Analisi – Le elezioni dello scorso 31 ottobre hanno confermato la vocazione euro-atlantica della Georgia e il crescente grado di polarizzazione del suo panorama politico. Il percorso di riforme intrapreso dal Paese dovrà consentire di garantire l’effettiva indipendenza del sistema giudiziario, così come testimoniato dal controverso processo di nomina dei giudici della Corte Suprema e dalla presenza di casi giudiziari i cui sviluppi hanno assunto connotazioni di natura politica.

Dati registrati:
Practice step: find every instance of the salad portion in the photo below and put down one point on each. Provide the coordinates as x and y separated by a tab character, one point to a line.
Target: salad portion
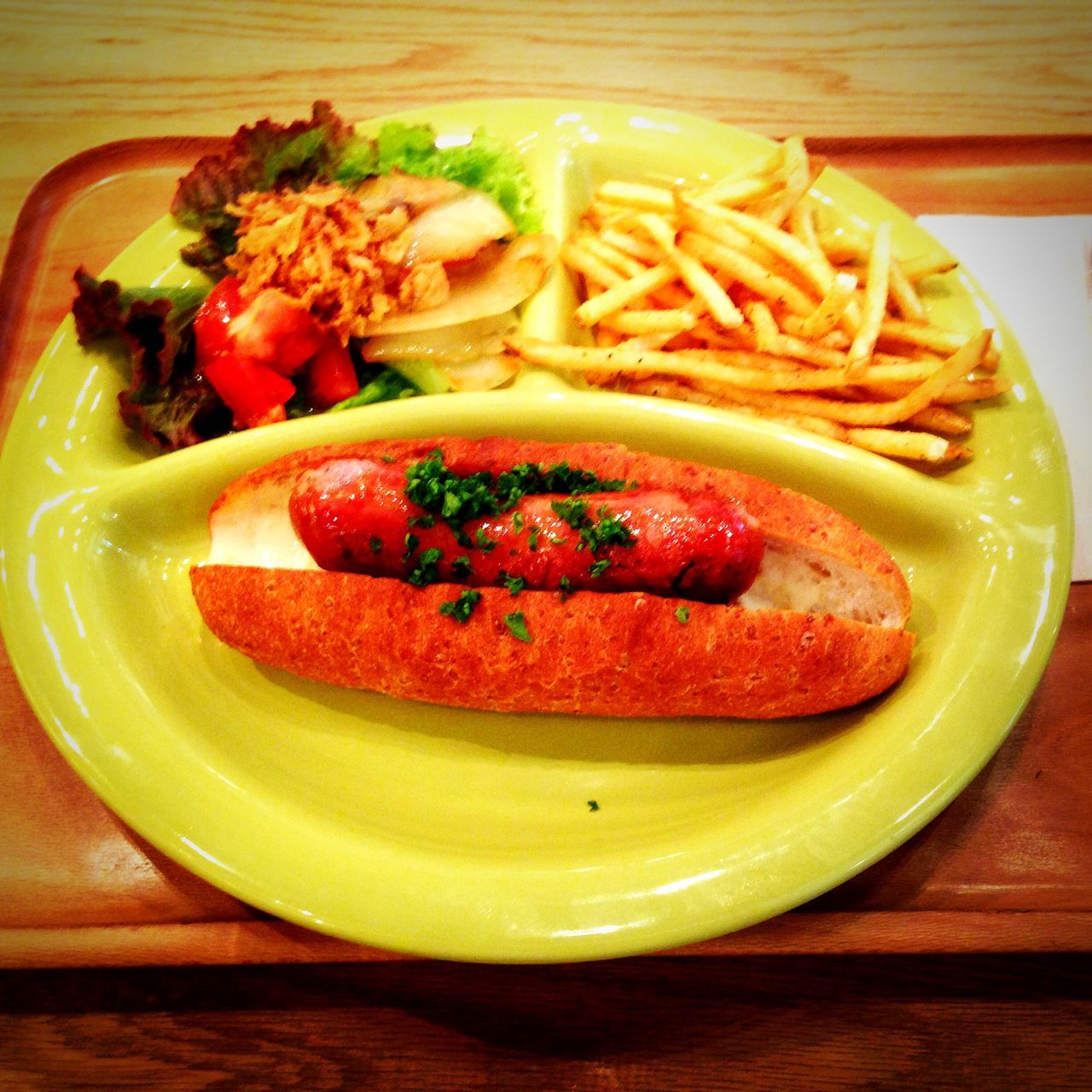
339	269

Elenco attività:
1 - Secondo il testo citato, in che giorno si sono tenute le elezioni in Georgia?
2 - Riporta, nell'ordine in cui compaiono, tutte le parole del testo citato che iniziano con la lettera maiuscola.
I dati costituiscono materiale distinto dal testo citato.

Soluzioni proposte:
1 - Lo scorso 31 ottobre.

2 - Analisi, Le, Georgia, Il, Paese, Corte, Suprema